WHAT YOU WILL DO:
Quote only the lines that start at the line with "Target: distant horizon line" and run to the end of the entries; omit the pictures.

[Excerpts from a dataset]
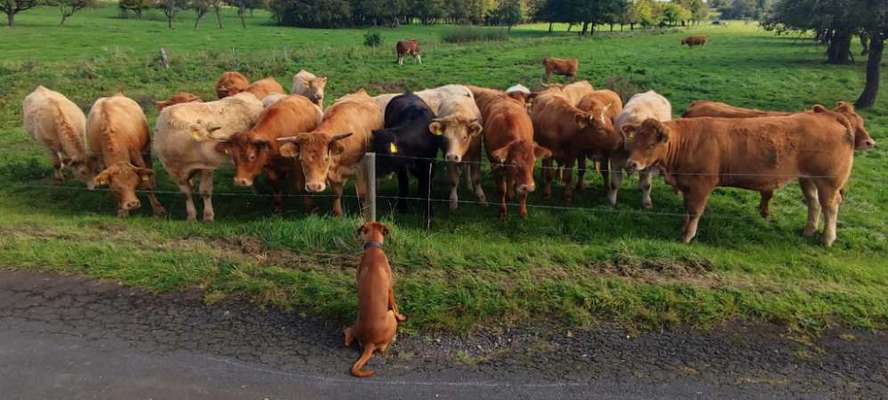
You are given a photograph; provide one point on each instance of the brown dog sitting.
(378, 314)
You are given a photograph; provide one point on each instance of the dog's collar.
(372, 245)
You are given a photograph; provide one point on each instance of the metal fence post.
(371, 185)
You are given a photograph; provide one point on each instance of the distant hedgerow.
(474, 34)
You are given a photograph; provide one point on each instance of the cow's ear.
(582, 120)
(541, 152)
(436, 128)
(289, 150)
(475, 129)
(222, 147)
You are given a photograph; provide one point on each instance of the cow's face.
(862, 139)
(123, 180)
(314, 90)
(647, 143)
(317, 153)
(249, 155)
(517, 159)
(458, 134)
(230, 84)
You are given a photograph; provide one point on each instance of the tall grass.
(474, 34)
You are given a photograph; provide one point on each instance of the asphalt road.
(74, 338)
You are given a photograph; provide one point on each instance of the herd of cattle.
(295, 142)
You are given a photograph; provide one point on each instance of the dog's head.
(373, 232)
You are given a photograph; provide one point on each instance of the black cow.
(407, 144)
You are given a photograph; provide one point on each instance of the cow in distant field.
(265, 87)
(408, 48)
(231, 83)
(257, 149)
(561, 66)
(692, 41)
(508, 139)
(178, 98)
(459, 121)
(60, 126)
(697, 109)
(333, 151)
(117, 135)
(762, 154)
(307, 84)
(639, 108)
(406, 145)
(186, 138)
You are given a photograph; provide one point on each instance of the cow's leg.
(809, 189)
(695, 202)
(206, 193)
(581, 172)
(645, 181)
(548, 172)
(337, 199)
(828, 195)
(453, 170)
(765, 201)
(403, 189)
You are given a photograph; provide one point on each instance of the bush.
(372, 39)
(474, 34)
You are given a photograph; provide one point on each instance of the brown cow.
(561, 66)
(117, 132)
(333, 151)
(258, 149)
(231, 83)
(567, 132)
(508, 138)
(265, 87)
(692, 41)
(178, 98)
(606, 105)
(761, 154)
(378, 314)
(408, 48)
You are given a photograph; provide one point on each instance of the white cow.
(187, 137)
(640, 107)
(60, 126)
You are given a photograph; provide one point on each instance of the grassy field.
(578, 267)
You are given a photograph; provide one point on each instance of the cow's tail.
(357, 368)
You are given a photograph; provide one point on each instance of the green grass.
(576, 267)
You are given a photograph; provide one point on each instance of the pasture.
(577, 266)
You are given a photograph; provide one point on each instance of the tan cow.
(639, 108)
(185, 142)
(265, 87)
(60, 126)
(561, 66)
(258, 149)
(307, 84)
(408, 48)
(231, 83)
(178, 98)
(332, 152)
(459, 121)
(762, 154)
(508, 138)
(117, 135)
(605, 105)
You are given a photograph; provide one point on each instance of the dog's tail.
(357, 368)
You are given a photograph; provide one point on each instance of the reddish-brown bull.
(258, 149)
(508, 138)
(762, 154)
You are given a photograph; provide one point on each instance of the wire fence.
(370, 200)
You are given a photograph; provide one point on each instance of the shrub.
(474, 34)
(372, 39)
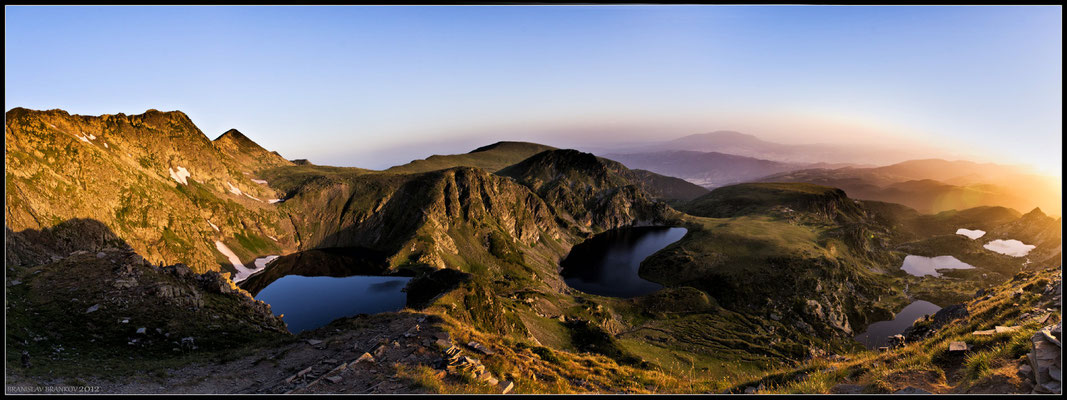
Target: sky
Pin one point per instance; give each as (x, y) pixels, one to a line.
(375, 86)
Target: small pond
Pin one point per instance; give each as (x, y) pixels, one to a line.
(1010, 248)
(607, 264)
(878, 333)
(309, 302)
(315, 287)
(920, 266)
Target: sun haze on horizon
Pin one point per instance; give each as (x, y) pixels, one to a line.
(981, 81)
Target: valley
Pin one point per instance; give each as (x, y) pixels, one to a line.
(514, 268)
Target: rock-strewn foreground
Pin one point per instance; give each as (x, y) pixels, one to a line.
(105, 212)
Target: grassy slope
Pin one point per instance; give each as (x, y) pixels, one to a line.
(988, 367)
(491, 158)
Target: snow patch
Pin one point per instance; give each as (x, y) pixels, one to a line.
(1009, 248)
(971, 234)
(180, 176)
(260, 264)
(229, 254)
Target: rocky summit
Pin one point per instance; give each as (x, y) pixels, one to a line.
(144, 257)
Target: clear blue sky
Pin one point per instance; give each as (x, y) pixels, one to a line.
(352, 84)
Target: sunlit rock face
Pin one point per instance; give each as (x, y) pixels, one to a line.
(1010, 248)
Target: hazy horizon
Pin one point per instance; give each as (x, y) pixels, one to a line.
(375, 86)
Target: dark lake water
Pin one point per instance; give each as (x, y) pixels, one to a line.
(607, 264)
(316, 287)
(878, 333)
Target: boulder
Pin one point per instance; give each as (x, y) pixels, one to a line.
(479, 348)
(1046, 360)
(845, 388)
(1000, 329)
(366, 357)
(506, 386)
(958, 346)
(896, 340)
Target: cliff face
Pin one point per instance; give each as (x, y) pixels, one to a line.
(592, 193)
(154, 179)
(247, 153)
(420, 218)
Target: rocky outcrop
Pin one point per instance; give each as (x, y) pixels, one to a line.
(154, 179)
(593, 194)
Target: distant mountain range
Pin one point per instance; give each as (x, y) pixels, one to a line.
(934, 185)
(743, 144)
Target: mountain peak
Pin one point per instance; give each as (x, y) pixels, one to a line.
(511, 145)
(234, 134)
(1036, 212)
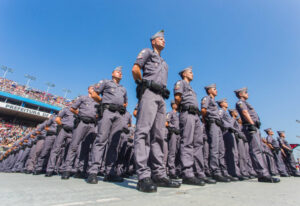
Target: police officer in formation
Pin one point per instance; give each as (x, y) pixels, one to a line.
(95, 136)
(151, 116)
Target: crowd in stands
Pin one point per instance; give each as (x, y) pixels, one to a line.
(21, 90)
(11, 131)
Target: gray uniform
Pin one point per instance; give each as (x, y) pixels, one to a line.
(253, 137)
(87, 114)
(241, 141)
(277, 155)
(215, 137)
(110, 127)
(231, 154)
(37, 148)
(63, 139)
(290, 159)
(191, 144)
(49, 140)
(149, 134)
(173, 141)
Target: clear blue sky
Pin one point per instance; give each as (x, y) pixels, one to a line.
(232, 43)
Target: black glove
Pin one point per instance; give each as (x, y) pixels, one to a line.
(252, 128)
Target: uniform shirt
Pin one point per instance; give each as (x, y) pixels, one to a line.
(173, 119)
(188, 95)
(212, 111)
(272, 141)
(126, 119)
(41, 128)
(283, 141)
(154, 66)
(86, 106)
(244, 105)
(67, 117)
(52, 124)
(228, 121)
(112, 93)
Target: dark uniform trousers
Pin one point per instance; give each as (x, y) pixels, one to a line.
(82, 130)
(149, 136)
(57, 148)
(191, 145)
(44, 156)
(256, 153)
(109, 132)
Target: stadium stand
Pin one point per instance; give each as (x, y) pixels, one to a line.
(21, 109)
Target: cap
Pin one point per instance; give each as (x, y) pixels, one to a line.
(186, 69)
(158, 34)
(268, 130)
(240, 90)
(119, 68)
(222, 100)
(210, 86)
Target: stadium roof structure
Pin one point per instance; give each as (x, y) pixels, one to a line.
(31, 101)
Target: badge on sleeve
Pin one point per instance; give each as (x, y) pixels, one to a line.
(177, 86)
(141, 54)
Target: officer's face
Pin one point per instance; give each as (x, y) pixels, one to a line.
(188, 74)
(213, 91)
(224, 104)
(159, 43)
(244, 94)
(117, 74)
(91, 90)
(174, 106)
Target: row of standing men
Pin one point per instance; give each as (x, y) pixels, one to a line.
(206, 145)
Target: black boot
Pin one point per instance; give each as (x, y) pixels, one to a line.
(220, 178)
(92, 179)
(37, 172)
(242, 178)
(269, 179)
(232, 179)
(146, 185)
(49, 174)
(65, 175)
(173, 177)
(113, 178)
(208, 180)
(166, 182)
(297, 174)
(193, 181)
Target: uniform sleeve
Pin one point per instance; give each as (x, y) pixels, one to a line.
(125, 97)
(130, 119)
(179, 88)
(143, 57)
(98, 88)
(77, 103)
(204, 102)
(168, 117)
(240, 105)
(62, 113)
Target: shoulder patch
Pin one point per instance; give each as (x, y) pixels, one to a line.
(140, 55)
(177, 85)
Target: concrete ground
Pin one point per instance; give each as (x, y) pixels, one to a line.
(21, 189)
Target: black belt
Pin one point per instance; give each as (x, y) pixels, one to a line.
(67, 129)
(87, 120)
(190, 109)
(152, 86)
(114, 108)
(173, 130)
(50, 133)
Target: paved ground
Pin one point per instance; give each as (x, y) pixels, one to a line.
(21, 189)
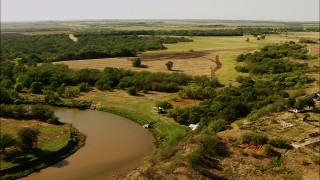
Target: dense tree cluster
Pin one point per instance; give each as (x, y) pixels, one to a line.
(253, 98)
(58, 81)
(58, 47)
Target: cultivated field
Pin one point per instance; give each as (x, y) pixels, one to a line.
(191, 65)
(192, 58)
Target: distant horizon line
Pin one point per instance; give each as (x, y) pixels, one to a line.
(196, 19)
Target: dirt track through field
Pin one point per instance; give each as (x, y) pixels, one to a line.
(191, 63)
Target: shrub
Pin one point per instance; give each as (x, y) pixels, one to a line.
(83, 87)
(218, 125)
(315, 159)
(165, 105)
(18, 87)
(169, 65)
(267, 150)
(211, 144)
(279, 143)
(253, 138)
(6, 140)
(132, 91)
(28, 138)
(36, 87)
(136, 62)
(195, 157)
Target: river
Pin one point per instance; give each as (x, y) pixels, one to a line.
(114, 144)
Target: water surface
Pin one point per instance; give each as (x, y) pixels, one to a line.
(114, 144)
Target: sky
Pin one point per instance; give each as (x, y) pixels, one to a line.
(274, 10)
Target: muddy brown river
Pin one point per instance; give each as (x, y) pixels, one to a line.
(114, 144)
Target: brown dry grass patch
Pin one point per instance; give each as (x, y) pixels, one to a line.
(190, 63)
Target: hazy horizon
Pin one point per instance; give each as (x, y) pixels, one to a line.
(245, 10)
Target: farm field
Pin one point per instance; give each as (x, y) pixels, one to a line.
(192, 58)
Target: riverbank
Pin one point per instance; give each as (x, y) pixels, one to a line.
(75, 142)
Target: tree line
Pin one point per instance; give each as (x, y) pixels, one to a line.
(262, 92)
(58, 47)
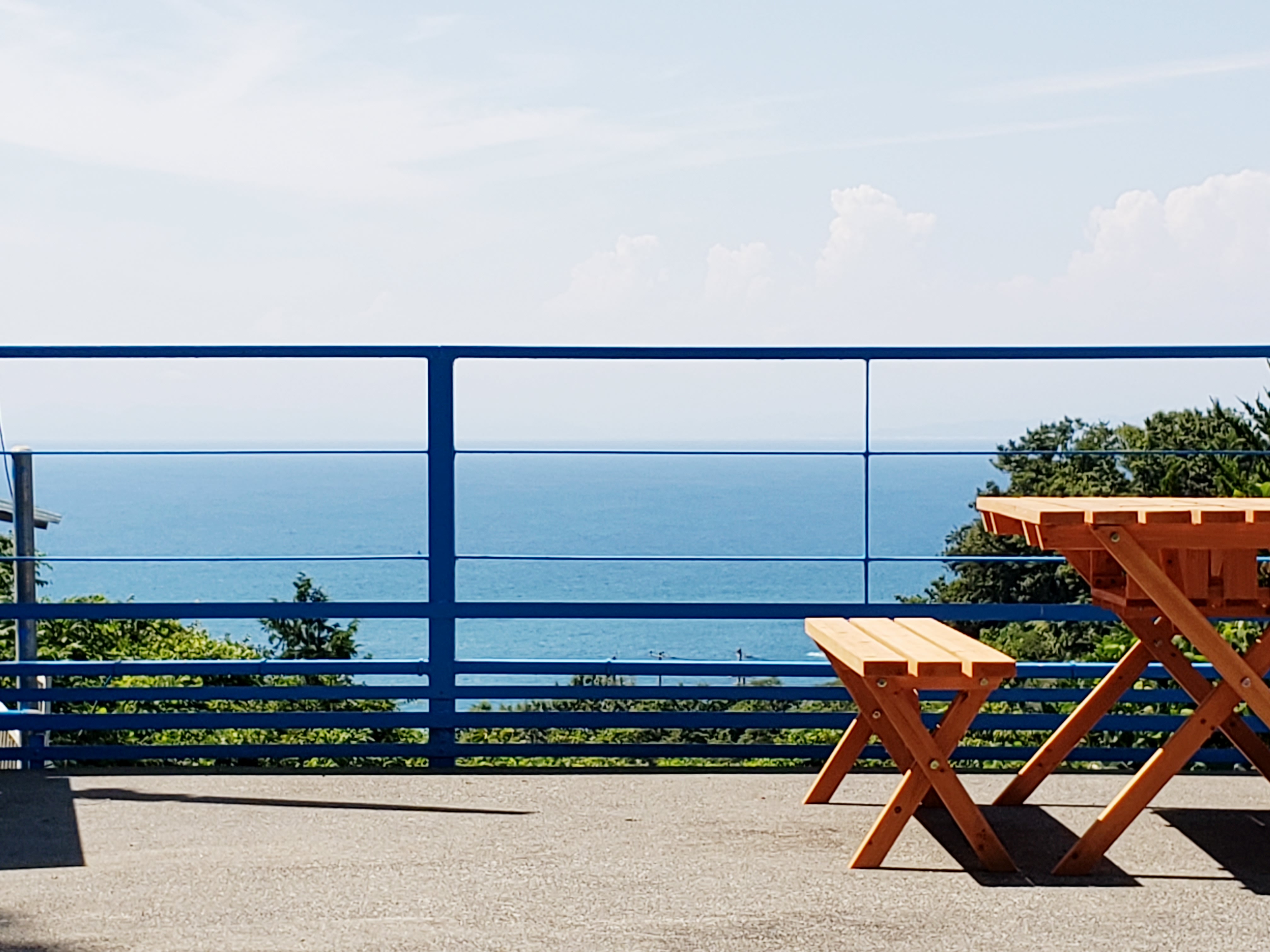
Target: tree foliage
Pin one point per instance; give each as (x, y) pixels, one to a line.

YOUR SOLUTION:
Target: distant horizon line
Pin one point per instance; give each as (x, y) pixels, one to a line.
(196, 19)
Target: dirt track through field
Pin one point per instance; give each as (x, y) pixels, one to a line.
(191, 63)
Target: shrub
Pin one point per instance; give each as (x, y) pixels, one to a line.
(83, 87)
(218, 125)
(315, 159)
(165, 105)
(18, 87)
(169, 65)
(267, 150)
(211, 144)
(279, 143)
(253, 138)
(6, 140)
(132, 91)
(28, 138)
(36, 87)
(136, 62)
(195, 157)
Target: river
Pin one point per instance; give each as (x, y) pixels, one to a line.
(114, 144)
Target: water surface
Pin one point per instance; give each as (x, y) pixels, one to a line.
(114, 144)
Target: sky
Pin one point per instance; give each as (x, y) pixels, one to a line.
(274, 10)
Target: muddy brown river
Pin one point per instance; give each as (x, y) pixels, one to a line.
(114, 144)
Target: brown dry grass patch
Pin one point per instance; give each as (x, y) pixels, one to a line.
(190, 63)
Target: hazy horizon
Pin one point per instance; give each as (x, y) pixels, one to a line.
(245, 10)
Target: farm field
Pin one point per instance; give each as (x, y) pixels, one to a line.
(192, 58)
Target: riverbank
Pin one point per instance; give each as (x, y) pixels, one to a line.
(75, 142)
Target: tree line
Pin one point per instance; give each as (x, y) pixels, one to a line.
(262, 92)
(58, 47)
Target: tree foliage
Pin one point per instance; give each as (x, y) pixels, one to a line.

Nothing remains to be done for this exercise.